Location identification entries:

========

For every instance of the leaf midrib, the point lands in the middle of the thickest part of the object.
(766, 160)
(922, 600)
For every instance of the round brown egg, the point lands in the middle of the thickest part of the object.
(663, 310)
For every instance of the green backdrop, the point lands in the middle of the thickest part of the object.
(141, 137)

========

Please turn the lines above into a two-column CSV with the headers text and answer. Give one row for each line, holding that line and its answer, with each in a quoted field and line breaks replaced by spaces.

Result below:
text,answer
"For every instance of the leaf midrib, the point lands in the middle of the thickest part of the object.","(766, 160) (922, 600)"
"For every instance of the round brown egg, the point lands in the middle of the thickest part of the object.","(663, 310)"
"For every instance of the green backdrop, the point lands in the middle of the thickest part of the object.","(141, 137)"